═════ Document section

My Lords, it is not only the last spring Budget, it is the last Budget in Lent. If we had any doubts, then the early speeches in this debate brought that Lenten theme home rather well.
I do not want to get into the details of the Budget, which are very political, but to talk about two broader, longer-term issues to which the Chancellor referred in his speech. The first, which has already been alluded to, is our national debt. Its rate of growth is forecast to slow in this decade, but that is stabilisation at a very high level, representing nearly £62,000 for every household in the country. Even at the current very low interest rates, servicing that debt costs £50 billion a year—more than the combined costs of defence and police services in this country.

══════════
═════ Entries supplied

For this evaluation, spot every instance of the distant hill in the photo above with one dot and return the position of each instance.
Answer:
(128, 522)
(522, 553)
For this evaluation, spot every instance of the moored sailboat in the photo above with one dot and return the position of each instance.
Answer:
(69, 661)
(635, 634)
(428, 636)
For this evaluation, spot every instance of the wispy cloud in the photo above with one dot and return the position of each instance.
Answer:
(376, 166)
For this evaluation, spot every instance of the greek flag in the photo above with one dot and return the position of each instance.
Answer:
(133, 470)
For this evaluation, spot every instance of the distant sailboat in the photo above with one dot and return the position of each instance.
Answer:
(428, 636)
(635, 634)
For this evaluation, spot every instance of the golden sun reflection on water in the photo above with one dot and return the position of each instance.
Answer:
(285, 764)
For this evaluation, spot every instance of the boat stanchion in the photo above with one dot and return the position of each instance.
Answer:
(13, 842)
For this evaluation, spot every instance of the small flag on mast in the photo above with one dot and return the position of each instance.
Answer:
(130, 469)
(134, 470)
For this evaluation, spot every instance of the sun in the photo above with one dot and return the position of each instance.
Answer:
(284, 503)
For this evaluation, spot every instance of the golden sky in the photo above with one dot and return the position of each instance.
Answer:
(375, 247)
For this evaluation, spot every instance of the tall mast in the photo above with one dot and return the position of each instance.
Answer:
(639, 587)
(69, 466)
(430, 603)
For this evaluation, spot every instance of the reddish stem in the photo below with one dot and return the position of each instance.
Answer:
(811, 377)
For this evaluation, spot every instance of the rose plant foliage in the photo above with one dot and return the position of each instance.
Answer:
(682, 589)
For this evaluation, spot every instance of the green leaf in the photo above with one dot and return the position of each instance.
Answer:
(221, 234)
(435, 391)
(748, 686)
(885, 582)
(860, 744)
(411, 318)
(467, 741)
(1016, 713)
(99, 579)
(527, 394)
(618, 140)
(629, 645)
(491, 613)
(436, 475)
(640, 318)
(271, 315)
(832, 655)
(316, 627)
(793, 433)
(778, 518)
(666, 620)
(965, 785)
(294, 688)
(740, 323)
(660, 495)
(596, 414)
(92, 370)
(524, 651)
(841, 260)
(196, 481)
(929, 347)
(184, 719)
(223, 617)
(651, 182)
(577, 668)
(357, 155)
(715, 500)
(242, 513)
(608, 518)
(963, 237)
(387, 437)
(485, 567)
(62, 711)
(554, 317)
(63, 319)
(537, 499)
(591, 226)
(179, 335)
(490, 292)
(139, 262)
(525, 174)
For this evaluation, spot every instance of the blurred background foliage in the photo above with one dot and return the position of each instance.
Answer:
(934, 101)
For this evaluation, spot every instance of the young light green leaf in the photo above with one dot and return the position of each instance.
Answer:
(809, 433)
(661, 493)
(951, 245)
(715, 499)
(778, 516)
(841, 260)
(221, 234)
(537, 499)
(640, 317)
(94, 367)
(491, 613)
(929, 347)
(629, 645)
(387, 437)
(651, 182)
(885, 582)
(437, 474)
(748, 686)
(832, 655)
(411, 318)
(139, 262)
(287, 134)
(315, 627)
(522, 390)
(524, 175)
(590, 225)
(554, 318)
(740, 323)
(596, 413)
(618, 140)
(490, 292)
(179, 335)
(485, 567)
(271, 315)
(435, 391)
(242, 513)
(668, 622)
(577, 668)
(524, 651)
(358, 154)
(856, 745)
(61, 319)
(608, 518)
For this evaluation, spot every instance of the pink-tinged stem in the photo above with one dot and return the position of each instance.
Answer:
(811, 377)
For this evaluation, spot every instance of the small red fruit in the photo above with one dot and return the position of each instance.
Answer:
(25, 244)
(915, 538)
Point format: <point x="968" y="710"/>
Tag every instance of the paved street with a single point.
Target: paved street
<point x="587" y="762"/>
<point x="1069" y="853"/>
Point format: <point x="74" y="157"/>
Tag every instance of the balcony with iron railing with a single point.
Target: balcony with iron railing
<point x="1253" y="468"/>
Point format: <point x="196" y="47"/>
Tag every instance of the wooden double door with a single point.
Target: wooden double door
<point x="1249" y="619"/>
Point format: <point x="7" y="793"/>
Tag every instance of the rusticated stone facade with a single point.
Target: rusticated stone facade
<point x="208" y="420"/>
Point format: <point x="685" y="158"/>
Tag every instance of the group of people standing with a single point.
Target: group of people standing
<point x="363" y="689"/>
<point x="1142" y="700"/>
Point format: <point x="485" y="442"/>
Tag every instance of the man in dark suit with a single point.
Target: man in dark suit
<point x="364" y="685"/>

══════════

> **Exercise instructions**:
(1) What is the yearly cost of servicing the national debt, according to the Budget debate excerpt?
(2) Do these statements agree with the Budget debate excerpt? Answer yes or no for each, quoting the deciding words.
(a) The speaker plans to go into the details of the Budget.
(b) The national debt comes to nearly £62,000 for every household in the country.
(c) Servicing the debt costs less than defence and police services combined.
The listing above is separate from the Budget debate excerpt.

> **Solutions to the problems**:
(1) £50 billion a year.

(2)
(a) No: "I do not want to get into the details of the Budget"
(b) Yes: "representing nearly £62,000 for every household in the country"
(c) No: "more than the combined costs of defence and police services in this country"